— Start Document text —
# 1:1 Bf-109 Instrument Panel Project



## AchtungPanz3r (Jul 18, 2015)

After building the Eduard 1:4 Bf-109 E instrument panel and 3 months of playing IL-2 Sturmovik（a combat simulator）, I've become more and more obsessed with luftwaffe equipments. Then I saw an auction on ebay for an airspeed indicator taken off of a 109. That's when I came up with the idea of building a full size replica of an instrument panel.
I've been playing with 1/35 armour kits pretty much all my life, along with a few 1/48 aeroplanes and some ships. This is my first time building a full sized imitation. 
As for the current progress, I've had the base for the upper instrument panel cut(after 3 failures due to mismeasurements) and the gauges outlined.


----------



## AchtungPanz3r (Jul 18, 2015)

Here's what I've accomplished so far:


----------



## AchtungPanz3r (Jul 18, 2015)

I was able to find quite a few original gauges and even unused original instrument glass on ebay. It's a real pity that I won't be able to use them for my replica as they are way too pricy(the price for a complete set up will add up to 4 digits). As a solution I will simply use homemade decals and custom cut glass&metal parts. Hopefully I'll be able to update within a few days!


----------



## John P (Sep 1, 1999)

This is a great project! Can't wait to see the progress.


----------



## AchtungPanz3r (Jul 18, 2015)

Today's progress: drilled several holes for the gauges. The hole saw bits I have matched the dimensions of several gauges; for the rest of them I had to extend the holes with a rotary tool.


----------



## AchtungPanz3r (Jul 18, 2015)
— End Document text —
Directive 1:
List every scale ratio that appears in the Bf-109 instrument panel thread, including the one in its title.
Directive 2:
Repeat word for word the passage of the Bf-109 instrument panel thread that begins at the words "This is a great" and stops after "a rotary tool.".
— Start Source data —
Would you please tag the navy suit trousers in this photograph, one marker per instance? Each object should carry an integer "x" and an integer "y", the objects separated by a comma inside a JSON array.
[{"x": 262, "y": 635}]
— End Source data —
Task answer 1:
1:1, 1:4, 1/35, 1/48

Task answer 2:
This is a great project! Can't wait to see the progress.


----------



## AchtungPanz3r (Jul 18, 2015)

Today's progress: drilled several holes for the gauges. The hole saw bits I have matched the dimensions of several gauges; for the rest of them I had to extend the holes with a rotary tool.